§ EXCERPT PROVIDED

However, when their company rolled out Juul in 2015, its advertising campaign featured young, attractive models and invested heavily in social media, where middle and high school students congregate. After critics charged that its marketing was targeting youth, Juul switched to ads featuring older people who used Juul to stop smoking.
But it was too late: “Juuling” had become highly attractive to adolescents, and by last September, FDA Commissioner Scott Gottlieb was calling youth e-cigarette use “an epidemic.” Two months later, the tobacco giant Altria, which owns Philip Morris, paid nearly $13 billion to buy a 35 percent stake in Juul labs, making the two founders each worth more than $1 billion.
Two designers set out to do good and end up … that’s open to interpretation. The company maintains its sole purpose is to improve “the lives of the world’s 1 billion adult smokers by eliminating cigarettes,” and it has pledged $30 million to support youth smoking prevention efforts.
The Impact of Poor Design
The Juul story speaks to the founders’ motivation and whether or not that changed over time. But in other cases that Berkeley presents, ethical transgressions tend to emanate from bad, or thoughtless, design.
She cites two cases that are widely studied: Those of the Ford Pinto, the automaker’s first subcompact car, which experienced several deadly fires in the 1970s because of the vulnerably of its gas tank to rear-end collisions; and Therac-25, a chemotherapy machine developed in the early 1980s, whose design flaws killed four patients after exposing them to massive amounts of radiation.

§ PROBLEM STATEMENT
According to the Juul excerpt, how much did Altria pay for its stake in Juul Labs, and how large was that stake?

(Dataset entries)
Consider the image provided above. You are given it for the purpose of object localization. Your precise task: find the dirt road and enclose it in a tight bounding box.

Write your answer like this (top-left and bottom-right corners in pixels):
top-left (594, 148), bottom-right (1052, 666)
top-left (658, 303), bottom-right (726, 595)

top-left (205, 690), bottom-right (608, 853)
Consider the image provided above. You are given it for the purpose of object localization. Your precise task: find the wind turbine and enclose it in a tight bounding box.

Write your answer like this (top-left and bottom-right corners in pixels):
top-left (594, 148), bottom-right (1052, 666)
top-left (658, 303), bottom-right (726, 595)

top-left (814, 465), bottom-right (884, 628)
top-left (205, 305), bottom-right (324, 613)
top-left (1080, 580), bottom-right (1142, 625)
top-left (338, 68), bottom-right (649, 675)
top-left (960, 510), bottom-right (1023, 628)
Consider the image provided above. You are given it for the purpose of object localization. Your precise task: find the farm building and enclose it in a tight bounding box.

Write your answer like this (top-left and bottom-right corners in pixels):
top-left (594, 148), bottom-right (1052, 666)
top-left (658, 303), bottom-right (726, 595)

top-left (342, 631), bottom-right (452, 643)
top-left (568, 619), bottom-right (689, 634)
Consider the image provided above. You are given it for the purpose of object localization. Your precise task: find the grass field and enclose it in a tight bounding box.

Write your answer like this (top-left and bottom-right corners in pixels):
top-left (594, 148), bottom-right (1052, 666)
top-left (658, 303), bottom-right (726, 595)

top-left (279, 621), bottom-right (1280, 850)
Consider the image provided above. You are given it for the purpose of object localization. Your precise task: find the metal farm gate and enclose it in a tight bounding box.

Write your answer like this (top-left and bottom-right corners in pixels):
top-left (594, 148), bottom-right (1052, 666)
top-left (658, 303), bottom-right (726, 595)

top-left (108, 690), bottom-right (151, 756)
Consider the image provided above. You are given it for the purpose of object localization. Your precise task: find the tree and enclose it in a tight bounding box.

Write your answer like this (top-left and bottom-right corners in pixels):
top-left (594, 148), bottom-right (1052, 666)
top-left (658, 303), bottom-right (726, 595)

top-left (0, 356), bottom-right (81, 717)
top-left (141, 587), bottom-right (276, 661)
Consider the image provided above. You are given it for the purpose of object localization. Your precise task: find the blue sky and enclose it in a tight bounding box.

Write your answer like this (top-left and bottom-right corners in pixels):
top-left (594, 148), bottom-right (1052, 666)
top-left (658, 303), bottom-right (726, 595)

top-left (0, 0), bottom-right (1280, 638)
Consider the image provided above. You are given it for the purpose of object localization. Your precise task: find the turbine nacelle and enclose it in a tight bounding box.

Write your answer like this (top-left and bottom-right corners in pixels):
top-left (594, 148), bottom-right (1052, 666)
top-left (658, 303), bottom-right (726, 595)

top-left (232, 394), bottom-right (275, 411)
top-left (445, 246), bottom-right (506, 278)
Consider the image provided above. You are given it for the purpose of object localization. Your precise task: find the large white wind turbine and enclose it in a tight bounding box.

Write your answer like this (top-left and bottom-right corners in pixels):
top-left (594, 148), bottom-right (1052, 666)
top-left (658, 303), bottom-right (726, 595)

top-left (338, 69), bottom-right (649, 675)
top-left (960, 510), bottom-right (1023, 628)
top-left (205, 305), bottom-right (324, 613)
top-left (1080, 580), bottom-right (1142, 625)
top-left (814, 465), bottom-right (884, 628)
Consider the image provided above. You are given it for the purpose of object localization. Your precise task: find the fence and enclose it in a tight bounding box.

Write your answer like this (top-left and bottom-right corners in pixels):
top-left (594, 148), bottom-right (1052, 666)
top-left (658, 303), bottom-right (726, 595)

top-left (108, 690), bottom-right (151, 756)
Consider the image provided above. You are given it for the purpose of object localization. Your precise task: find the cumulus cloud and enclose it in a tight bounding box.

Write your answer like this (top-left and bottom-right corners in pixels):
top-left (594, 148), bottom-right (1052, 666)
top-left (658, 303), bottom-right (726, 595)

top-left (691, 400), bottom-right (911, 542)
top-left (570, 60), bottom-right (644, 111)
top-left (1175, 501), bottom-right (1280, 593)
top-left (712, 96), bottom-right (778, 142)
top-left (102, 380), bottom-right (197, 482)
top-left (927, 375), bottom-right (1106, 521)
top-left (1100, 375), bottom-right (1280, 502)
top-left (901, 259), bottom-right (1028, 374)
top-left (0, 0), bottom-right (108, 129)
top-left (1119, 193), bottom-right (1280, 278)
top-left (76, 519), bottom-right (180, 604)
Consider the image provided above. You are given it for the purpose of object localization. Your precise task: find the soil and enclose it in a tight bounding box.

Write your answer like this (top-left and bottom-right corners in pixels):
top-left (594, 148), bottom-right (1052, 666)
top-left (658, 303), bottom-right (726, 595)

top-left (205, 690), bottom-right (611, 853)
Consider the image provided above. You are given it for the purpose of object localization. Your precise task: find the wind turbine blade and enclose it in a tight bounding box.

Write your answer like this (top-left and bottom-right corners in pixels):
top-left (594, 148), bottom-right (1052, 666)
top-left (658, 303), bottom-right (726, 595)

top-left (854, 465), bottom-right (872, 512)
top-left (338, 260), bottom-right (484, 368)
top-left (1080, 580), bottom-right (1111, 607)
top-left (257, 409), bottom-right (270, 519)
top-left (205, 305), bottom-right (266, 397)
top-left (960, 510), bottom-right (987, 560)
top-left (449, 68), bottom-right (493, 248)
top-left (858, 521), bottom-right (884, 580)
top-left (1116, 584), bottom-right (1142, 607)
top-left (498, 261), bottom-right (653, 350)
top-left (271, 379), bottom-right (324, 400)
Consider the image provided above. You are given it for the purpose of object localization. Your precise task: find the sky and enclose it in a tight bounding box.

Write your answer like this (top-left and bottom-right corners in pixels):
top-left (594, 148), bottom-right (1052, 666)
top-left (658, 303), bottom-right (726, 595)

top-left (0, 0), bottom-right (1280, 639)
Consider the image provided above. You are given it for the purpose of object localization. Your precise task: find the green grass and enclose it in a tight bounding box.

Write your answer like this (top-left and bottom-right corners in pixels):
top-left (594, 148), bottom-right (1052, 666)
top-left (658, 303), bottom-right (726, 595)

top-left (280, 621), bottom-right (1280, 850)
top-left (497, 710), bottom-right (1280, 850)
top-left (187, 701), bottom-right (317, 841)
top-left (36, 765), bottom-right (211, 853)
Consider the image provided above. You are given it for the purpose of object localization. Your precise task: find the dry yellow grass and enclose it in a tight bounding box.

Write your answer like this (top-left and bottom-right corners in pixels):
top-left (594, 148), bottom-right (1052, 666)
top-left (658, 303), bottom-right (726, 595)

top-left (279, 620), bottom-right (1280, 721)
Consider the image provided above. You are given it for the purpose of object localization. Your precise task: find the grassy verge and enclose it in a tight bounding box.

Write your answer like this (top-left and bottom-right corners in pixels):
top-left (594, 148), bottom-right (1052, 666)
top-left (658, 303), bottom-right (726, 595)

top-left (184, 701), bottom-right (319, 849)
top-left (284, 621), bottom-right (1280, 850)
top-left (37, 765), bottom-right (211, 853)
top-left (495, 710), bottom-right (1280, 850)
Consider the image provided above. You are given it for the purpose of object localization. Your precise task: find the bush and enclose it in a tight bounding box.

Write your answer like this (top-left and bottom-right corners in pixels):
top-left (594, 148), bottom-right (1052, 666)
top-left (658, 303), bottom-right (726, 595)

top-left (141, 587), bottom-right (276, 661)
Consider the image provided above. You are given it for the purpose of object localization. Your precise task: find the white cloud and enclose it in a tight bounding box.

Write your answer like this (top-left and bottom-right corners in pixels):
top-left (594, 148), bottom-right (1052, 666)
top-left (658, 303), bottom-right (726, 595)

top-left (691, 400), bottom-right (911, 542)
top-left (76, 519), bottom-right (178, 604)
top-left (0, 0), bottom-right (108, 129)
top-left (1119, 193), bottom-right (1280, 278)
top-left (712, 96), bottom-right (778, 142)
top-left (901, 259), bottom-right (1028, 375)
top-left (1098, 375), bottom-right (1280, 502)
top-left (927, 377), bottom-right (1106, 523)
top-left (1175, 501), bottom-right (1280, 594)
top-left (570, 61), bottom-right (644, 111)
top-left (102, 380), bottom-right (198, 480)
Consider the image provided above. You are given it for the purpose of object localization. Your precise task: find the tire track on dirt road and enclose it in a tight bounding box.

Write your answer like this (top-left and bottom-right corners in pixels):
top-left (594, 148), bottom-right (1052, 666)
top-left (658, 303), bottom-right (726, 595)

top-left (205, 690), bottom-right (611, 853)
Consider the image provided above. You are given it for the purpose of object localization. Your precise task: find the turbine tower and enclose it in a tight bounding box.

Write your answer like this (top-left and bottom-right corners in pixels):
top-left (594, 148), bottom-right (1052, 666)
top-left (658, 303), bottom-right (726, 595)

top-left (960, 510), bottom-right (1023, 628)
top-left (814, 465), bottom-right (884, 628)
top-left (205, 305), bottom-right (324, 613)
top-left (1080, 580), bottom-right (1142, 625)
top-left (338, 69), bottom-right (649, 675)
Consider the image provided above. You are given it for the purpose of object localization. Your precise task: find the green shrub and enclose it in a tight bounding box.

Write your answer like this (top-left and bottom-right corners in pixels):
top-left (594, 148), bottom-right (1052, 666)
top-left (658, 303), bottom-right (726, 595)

§ EXERCISE ANSWER
Altria paid nearly $13 billion for a 35 percent stake in Juul Labs.